- **MATERIAL SUPPLIED**:
* * * * * * *
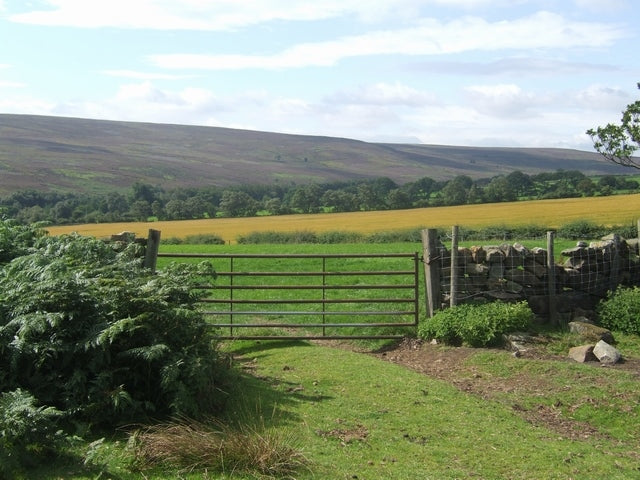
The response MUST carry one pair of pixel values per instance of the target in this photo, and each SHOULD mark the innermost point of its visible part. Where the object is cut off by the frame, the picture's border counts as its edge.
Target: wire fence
(554, 283)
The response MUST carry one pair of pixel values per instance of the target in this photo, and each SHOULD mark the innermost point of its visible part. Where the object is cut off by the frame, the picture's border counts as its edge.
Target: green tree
(456, 191)
(306, 198)
(235, 203)
(618, 142)
(499, 190)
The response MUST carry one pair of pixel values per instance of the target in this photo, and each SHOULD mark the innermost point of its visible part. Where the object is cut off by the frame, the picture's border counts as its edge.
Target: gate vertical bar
(551, 279)
(416, 288)
(231, 283)
(431, 258)
(324, 295)
(453, 295)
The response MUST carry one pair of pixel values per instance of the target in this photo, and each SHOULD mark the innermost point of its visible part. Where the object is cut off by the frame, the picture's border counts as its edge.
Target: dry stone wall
(514, 272)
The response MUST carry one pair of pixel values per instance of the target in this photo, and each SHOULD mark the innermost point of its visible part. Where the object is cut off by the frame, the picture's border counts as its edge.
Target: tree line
* * * * * * *
- **TASK OBJECTIVE**: All of the lines above should be printed exactly, minus the pictures.

- **OUTPUT FOR THIS TASK**:
The response MUST carry one pair of pixel values per instance of the target in this photo, and each SHOULD mark the innermost point of its visible part. Where the object is cut off by the frame, the picture's border counts as its edge.
Target: wire fence
(554, 283)
The response MUST carry one pair of pixel values per instance of the target in this photo, and each SHOULD mark the innermost point of its visible part. Where the object is cut off by the frame, the picture's border counts as its edge.
Target: green tree
(456, 191)
(306, 198)
(235, 203)
(618, 142)
(499, 190)
The response MUST carry one pair of pixel values per instance of the target in this photo, and each SHOULD mark the innermost point of its visible part. Where the object is cut off by the frame, the picture's border counts as its edge.
Target: gate vertical bar
(551, 279)
(416, 288)
(231, 283)
(431, 258)
(324, 295)
(453, 295)
The response MUST carry one pair of pixel values per instance of the target in this photo, and each SHOULD mark the innermost point of its visible part. Where the object is cut off by the frame, the picture's border counts as its edge.
Target: dry stone wall
(514, 272)
The response MUST carry one pair of pixel values per instance of the target in this photo, and each SHOULD mark the innermost point of its visible part. Where the object is cut off by the frame, the picture's border counts as its edge.
Target: tree line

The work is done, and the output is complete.